→ Task details
This exercise asks for an exact copy of the lines from the one containing "Mark one point on each instance of the cockpit" through the final line of the material, with pictures omitted.

BEGIN Record set

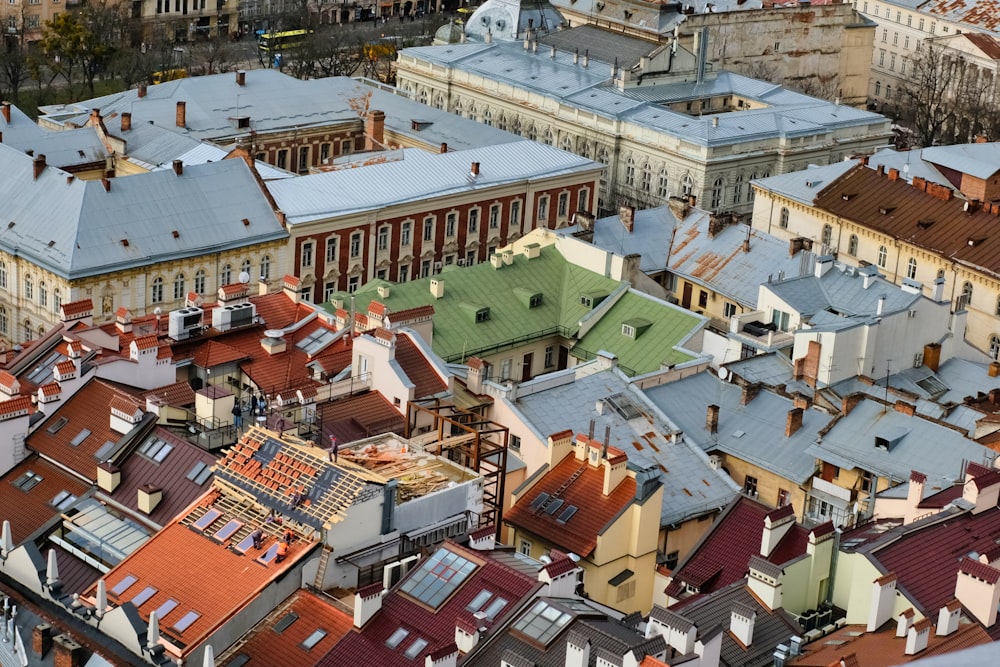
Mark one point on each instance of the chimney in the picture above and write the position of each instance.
(374, 130)
(777, 523)
(712, 419)
(903, 622)
(741, 621)
(883, 597)
(367, 602)
(38, 164)
(948, 617)
(793, 422)
(917, 635)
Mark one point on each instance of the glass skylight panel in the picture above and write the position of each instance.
(186, 621)
(438, 577)
(313, 639)
(542, 622)
(396, 638)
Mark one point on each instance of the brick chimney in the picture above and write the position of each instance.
(712, 419)
(793, 422)
(374, 130)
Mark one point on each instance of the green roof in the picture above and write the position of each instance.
(657, 328)
(486, 309)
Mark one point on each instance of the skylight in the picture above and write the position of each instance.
(438, 577)
(542, 622)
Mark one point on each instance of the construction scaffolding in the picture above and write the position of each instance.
(469, 439)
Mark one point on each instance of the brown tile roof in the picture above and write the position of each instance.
(924, 220)
(86, 410)
(28, 510)
(266, 646)
(595, 511)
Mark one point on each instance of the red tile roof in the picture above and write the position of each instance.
(88, 409)
(595, 510)
(28, 510)
(267, 647)
(437, 627)
(726, 550)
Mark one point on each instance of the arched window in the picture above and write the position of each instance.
(717, 194)
(156, 291)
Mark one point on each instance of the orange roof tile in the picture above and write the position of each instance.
(595, 510)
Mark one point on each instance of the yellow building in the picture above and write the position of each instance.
(587, 502)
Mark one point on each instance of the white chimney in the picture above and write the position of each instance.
(948, 617)
(367, 603)
(917, 635)
(883, 597)
(741, 621)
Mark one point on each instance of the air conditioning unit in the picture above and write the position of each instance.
(184, 323)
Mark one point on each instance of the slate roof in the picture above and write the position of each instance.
(603, 629)
(436, 626)
(754, 433)
(278, 639)
(770, 627)
(54, 438)
(723, 555)
(29, 509)
(597, 512)
(76, 229)
(933, 449)
(690, 486)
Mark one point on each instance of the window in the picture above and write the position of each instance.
(156, 291)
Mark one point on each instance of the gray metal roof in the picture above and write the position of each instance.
(935, 450)
(690, 486)
(839, 298)
(75, 228)
(784, 113)
(418, 176)
(754, 433)
(803, 186)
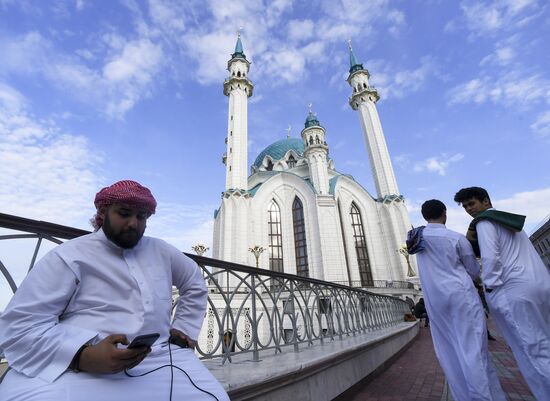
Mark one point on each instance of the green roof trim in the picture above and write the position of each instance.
(311, 120)
(279, 149)
(354, 65)
(239, 52)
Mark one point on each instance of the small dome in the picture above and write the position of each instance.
(279, 149)
(311, 120)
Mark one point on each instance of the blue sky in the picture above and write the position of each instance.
(95, 92)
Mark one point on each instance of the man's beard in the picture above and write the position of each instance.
(125, 239)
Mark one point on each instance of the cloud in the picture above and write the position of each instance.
(438, 164)
(513, 88)
(46, 174)
(501, 56)
(300, 30)
(488, 17)
(183, 225)
(394, 83)
(542, 125)
(125, 78)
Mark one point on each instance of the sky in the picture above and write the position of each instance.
(92, 92)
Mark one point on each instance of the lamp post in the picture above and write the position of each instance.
(257, 251)
(200, 249)
(403, 251)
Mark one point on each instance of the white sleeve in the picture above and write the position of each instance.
(490, 253)
(467, 257)
(191, 307)
(31, 337)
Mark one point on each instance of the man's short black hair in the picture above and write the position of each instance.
(433, 209)
(472, 192)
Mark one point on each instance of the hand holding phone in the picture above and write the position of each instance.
(144, 340)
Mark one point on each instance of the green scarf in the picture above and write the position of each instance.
(510, 221)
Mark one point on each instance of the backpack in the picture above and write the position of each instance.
(415, 240)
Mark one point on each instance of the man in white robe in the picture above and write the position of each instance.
(63, 333)
(447, 265)
(517, 286)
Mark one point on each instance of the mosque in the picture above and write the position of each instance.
(312, 220)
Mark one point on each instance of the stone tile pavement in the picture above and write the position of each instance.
(416, 375)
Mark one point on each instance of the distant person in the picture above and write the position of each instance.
(447, 265)
(420, 312)
(65, 330)
(517, 285)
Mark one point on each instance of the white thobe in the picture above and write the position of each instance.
(519, 300)
(457, 320)
(87, 289)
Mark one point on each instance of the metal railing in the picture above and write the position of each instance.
(379, 284)
(263, 310)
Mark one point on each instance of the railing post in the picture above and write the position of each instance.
(255, 352)
(294, 327)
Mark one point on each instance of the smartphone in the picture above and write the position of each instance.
(178, 341)
(145, 340)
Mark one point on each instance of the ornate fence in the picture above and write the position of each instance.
(262, 310)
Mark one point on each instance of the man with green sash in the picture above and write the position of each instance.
(517, 285)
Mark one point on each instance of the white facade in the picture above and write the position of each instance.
(331, 201)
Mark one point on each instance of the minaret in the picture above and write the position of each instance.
(364, 100)
(316, 151)
(239, 88)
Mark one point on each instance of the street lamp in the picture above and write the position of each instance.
(257, 251)
(403, 251)
(200, 249)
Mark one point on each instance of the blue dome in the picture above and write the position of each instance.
(278, 150)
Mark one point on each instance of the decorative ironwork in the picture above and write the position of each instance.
(200, 249)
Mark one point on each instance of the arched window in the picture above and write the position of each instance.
(275, 238)
(291, 162)
(300, 244)
(361, 247)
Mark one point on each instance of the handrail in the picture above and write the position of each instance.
(253, 310)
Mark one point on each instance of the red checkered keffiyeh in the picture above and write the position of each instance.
(127, 192)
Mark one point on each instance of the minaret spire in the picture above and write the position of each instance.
(316, 152)
(363, 99)
(354, 65)
(239, 52)
(238, 88)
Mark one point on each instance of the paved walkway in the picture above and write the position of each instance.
(417, 376)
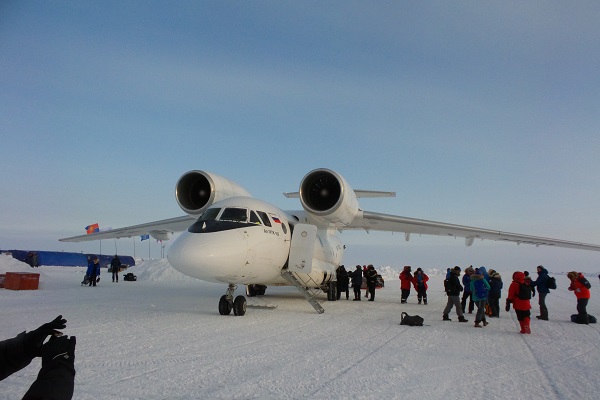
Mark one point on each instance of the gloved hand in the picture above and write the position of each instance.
(35, 339)
(59, 351)
(56, 379)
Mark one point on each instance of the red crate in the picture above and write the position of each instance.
(21, 281)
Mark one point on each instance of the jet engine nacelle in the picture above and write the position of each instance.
(197, 190)
(327, 197)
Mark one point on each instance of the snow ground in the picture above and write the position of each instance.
(162, 338)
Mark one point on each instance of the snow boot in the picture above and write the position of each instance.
(522, 324)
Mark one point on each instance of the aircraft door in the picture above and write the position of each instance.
(301, 248)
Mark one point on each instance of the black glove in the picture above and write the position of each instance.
(34, 339)
(59, 350)
(56, 379)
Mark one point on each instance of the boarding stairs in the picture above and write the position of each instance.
(302, 287)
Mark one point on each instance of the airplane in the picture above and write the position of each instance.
(228, 236)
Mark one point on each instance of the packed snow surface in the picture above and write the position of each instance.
(162, 337)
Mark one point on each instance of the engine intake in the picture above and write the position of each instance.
(328, 197)
(197, 190)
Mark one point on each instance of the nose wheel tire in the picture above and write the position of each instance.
(239, 306)
(225, 306)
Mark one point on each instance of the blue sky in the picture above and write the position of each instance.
(478, 113)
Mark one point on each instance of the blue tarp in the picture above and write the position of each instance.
(62, 258)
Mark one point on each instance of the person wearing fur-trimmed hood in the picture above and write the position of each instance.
(542, 285)
(420, 282)
(479, 296)
(522, 307)
(453, 289)
(406, 280)
(581, 287)
(467, 292)
(496, 285)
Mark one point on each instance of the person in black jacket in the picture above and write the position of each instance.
(56, 379)
(453, 289)
(357, 282)
(115, 265)
(371, 281)
(342, 281)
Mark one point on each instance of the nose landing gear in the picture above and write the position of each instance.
(227, 303)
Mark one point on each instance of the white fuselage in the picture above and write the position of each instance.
(248, 251)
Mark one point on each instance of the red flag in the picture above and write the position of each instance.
(92, 228)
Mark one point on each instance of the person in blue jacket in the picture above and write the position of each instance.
(56, 379)
(541, 284)
(480, 289)
(467, 292)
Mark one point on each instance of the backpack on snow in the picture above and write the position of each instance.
(411, 320)
(129, 277)
(480, 289)
(585, 282)
(524, 291)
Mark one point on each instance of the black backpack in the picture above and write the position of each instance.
(524, 291)
(411, 320)
(585, 283)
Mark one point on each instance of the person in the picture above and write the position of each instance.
(467, 292)
(581, 287)
(371, 281)
(453, 289)
(529, 282)
(56, 378)
(480, 289)
(357, 282)
(496, 285)
(406, 280)
(115, 265)
(520, 302)
(365, 281)
(542, 285)
(342, 282)
(420, 282)
(93, 270)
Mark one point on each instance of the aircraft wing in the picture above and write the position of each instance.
(383, 222)
(158, 229)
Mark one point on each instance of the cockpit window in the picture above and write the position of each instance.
(210, 214)
(264, 217)
(234, 214)
(254, 218)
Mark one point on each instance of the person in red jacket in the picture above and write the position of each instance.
(406, 280)
(581, 287)
(420, 283)
(520, 303)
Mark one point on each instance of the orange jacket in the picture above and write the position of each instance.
(513, 293)
(579, 288)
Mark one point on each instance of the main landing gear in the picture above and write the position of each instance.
(227, 303)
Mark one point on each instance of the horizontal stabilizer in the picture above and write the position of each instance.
(357, 192)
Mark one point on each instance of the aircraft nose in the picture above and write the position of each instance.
(203, 256)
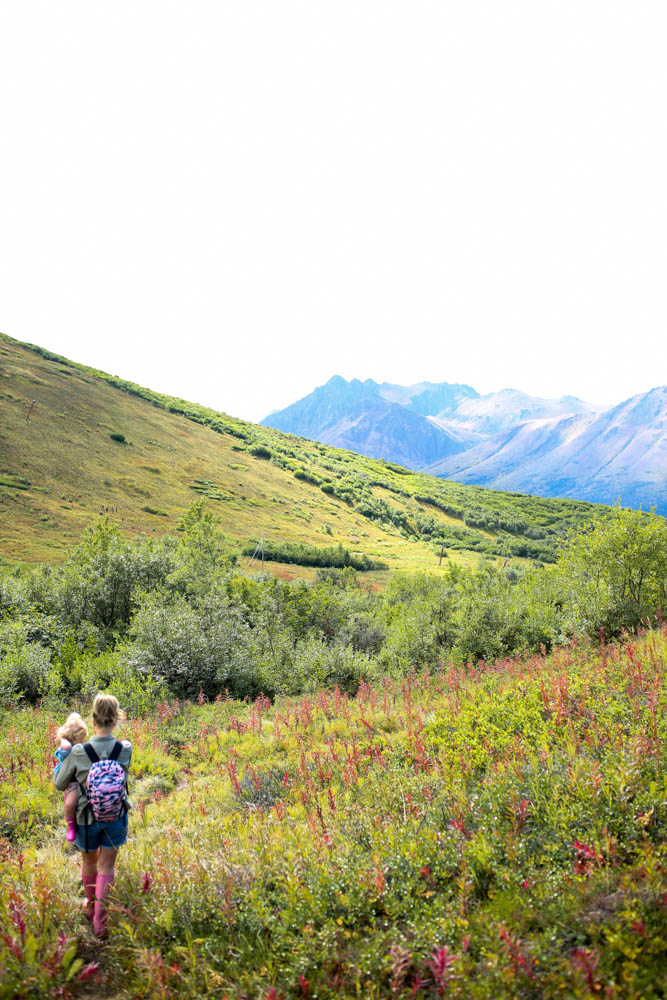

END Record set

→ Task output
Mark one point on each instance of the cockpit window in the picture above and write the position of each instance.
(210, 214)
(264, 217)
(234, 214)
(254, 218)
Mark one point on each instance of the person in red jacket in the picture above and write the position of each instance.
(406, 280)
(581, 287)
(420, 283)
(520, 303)
Mark one point on each instance of the orange jacket in the picture above and write the position of each instance.
(513, 293)
(579, 288)
Mark one point on each instance of the main landing gear in the picture above and write the position of each instance.
(227, 303)
Mark one point on each instance of the horizontal stabilizer in the picture above and write the position of each instance.
(357, 192)
Mark one point on each instance of the aircraft nose in the picture above and write the position of each instance.
(203, 256)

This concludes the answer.